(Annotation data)
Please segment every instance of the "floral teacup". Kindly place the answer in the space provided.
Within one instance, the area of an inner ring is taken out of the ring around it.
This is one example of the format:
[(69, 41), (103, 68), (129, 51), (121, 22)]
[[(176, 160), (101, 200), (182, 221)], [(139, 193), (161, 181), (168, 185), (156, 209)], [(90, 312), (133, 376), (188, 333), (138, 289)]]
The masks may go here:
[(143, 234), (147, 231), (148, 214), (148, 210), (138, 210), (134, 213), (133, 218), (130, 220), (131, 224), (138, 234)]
...
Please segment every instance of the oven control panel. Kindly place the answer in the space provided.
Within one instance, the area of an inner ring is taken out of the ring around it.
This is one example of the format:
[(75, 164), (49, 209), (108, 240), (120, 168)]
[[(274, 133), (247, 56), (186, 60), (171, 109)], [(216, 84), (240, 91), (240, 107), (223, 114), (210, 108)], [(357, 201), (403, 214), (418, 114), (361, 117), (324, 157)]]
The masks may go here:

● Aim of the task:
Gather each line of the data above that contains the word "every", and copy those lines out in full.

● Exercise result:
Please segment every instance of the "floral teacup". Kindly place the answer in the space provided.
Please segment every instance of the oven control panel. Kindly place the answer in the space provided.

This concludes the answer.